• [Task instructions]: Pull out every line of the records that contains the word "tabletop", and list those lines.

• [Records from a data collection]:
========================
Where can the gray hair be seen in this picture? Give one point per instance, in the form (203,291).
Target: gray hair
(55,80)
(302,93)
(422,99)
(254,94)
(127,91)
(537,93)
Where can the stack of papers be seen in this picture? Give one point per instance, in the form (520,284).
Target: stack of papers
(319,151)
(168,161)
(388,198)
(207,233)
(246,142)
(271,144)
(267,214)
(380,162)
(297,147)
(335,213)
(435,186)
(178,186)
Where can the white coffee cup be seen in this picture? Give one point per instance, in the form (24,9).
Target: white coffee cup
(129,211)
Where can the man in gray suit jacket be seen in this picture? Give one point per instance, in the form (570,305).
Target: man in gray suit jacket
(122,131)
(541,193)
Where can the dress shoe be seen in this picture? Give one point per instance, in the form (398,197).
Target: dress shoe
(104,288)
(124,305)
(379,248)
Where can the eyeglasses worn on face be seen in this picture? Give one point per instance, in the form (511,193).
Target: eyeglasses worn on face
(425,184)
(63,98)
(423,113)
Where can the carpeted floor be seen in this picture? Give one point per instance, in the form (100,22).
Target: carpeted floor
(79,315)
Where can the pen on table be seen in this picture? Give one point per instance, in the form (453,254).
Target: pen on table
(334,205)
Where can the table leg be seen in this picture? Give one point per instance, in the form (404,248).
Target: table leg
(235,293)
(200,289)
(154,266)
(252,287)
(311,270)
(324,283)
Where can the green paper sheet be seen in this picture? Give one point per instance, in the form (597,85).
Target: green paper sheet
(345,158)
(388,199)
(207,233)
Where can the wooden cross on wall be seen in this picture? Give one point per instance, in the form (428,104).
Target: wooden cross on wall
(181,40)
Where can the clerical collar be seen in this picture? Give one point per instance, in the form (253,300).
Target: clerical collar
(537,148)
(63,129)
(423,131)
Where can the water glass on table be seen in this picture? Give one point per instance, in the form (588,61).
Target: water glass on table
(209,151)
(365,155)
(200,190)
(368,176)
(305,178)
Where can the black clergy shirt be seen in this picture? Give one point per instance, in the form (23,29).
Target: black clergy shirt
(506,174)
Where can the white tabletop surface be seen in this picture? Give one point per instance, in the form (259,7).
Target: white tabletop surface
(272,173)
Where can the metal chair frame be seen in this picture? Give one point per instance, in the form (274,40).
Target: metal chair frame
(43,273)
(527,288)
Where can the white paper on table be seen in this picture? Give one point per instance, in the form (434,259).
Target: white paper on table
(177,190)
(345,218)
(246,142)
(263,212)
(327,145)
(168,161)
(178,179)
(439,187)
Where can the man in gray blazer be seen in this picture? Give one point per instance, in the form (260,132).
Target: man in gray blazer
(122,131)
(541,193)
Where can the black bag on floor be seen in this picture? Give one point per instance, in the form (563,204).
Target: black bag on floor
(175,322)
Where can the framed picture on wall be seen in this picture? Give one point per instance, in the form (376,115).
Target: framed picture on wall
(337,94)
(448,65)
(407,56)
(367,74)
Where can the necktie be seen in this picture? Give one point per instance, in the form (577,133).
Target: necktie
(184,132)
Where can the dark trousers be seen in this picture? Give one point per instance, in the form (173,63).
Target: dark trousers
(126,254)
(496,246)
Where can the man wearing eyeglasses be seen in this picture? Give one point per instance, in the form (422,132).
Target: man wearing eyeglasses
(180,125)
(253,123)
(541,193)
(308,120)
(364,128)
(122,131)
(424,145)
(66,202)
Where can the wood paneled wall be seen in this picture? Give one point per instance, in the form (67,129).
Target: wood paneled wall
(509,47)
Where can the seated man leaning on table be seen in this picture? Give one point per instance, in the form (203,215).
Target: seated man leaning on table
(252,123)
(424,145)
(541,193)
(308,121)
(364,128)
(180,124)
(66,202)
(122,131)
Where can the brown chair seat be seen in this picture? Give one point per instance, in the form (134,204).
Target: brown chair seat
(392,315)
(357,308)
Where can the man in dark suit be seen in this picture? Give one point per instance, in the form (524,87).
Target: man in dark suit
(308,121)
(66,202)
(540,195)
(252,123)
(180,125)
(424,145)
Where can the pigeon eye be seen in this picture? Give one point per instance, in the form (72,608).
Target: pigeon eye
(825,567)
========================
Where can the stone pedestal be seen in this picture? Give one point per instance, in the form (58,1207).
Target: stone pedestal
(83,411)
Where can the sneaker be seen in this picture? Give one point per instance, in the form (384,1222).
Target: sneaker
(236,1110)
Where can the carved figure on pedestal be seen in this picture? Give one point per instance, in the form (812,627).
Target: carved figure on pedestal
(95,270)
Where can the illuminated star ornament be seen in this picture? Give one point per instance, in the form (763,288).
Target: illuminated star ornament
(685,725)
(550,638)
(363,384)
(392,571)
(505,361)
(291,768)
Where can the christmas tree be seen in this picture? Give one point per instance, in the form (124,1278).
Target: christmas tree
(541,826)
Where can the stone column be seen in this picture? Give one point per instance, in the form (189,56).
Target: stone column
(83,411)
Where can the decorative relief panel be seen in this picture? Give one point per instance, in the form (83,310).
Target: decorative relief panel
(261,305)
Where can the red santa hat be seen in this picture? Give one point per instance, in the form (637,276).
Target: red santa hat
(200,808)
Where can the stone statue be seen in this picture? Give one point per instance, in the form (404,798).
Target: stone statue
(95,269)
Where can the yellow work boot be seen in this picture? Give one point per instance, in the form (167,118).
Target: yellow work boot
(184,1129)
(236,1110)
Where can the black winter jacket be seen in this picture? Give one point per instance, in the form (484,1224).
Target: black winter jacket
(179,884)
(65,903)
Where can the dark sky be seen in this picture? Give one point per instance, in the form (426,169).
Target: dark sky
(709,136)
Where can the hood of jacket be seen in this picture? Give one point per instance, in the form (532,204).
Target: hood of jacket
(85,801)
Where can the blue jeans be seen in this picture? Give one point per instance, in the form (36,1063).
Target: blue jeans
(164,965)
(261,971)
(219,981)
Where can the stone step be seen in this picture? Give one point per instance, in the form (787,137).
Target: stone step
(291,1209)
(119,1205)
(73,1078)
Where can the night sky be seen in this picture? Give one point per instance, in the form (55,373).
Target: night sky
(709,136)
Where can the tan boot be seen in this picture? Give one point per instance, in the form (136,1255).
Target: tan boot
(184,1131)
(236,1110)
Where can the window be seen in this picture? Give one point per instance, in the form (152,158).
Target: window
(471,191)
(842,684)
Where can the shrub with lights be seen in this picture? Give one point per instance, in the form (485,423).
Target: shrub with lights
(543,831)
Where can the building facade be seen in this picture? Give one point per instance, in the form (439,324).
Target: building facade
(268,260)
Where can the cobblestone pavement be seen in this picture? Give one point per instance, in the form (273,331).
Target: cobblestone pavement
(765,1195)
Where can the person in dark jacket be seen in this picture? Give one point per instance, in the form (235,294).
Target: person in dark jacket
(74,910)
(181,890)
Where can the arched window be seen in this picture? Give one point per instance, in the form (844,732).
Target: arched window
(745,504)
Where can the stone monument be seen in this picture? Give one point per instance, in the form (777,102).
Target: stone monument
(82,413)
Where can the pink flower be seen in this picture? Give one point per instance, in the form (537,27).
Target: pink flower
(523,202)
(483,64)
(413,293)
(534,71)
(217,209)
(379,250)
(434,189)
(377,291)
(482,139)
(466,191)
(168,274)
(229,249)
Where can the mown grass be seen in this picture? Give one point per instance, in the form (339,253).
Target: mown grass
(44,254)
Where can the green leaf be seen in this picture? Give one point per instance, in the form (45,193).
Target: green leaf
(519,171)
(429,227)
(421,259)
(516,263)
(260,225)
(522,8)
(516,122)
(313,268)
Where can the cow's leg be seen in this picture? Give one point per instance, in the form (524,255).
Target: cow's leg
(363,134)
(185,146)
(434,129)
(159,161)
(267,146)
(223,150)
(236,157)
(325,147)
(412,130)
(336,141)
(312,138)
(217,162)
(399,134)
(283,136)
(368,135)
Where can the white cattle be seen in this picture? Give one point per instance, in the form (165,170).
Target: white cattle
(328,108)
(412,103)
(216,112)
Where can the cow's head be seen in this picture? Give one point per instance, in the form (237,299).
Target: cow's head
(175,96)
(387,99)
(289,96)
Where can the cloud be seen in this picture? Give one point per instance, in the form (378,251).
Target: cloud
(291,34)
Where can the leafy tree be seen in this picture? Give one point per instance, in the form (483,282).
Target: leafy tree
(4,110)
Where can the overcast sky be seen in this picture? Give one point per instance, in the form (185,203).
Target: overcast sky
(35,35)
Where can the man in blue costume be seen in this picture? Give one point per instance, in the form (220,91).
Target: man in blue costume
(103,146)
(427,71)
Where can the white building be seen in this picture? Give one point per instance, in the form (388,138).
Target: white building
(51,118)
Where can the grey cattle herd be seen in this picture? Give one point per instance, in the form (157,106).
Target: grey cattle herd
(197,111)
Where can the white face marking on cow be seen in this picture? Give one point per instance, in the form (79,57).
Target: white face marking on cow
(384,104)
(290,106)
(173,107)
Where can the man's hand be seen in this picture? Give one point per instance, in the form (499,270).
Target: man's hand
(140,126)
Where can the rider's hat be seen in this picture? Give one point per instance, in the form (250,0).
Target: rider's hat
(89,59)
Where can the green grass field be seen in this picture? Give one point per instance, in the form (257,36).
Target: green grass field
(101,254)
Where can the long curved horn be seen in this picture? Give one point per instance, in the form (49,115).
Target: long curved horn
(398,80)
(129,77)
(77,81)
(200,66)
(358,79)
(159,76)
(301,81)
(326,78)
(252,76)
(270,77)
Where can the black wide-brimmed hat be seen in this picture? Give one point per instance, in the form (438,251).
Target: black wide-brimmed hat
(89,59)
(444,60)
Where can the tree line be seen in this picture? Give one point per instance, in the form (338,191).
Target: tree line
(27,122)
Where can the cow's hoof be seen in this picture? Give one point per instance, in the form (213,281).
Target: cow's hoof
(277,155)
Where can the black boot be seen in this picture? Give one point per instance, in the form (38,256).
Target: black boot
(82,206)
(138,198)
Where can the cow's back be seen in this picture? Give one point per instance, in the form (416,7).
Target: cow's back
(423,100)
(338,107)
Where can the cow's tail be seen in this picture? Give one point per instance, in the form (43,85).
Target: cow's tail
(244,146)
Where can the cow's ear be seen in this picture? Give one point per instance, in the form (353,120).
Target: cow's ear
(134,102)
========================
• [Result of this exercise]:
Where can the white tabletop surface be seen in this picture? Give one point per instance, in the form (259,7).
Target: white tabletop surface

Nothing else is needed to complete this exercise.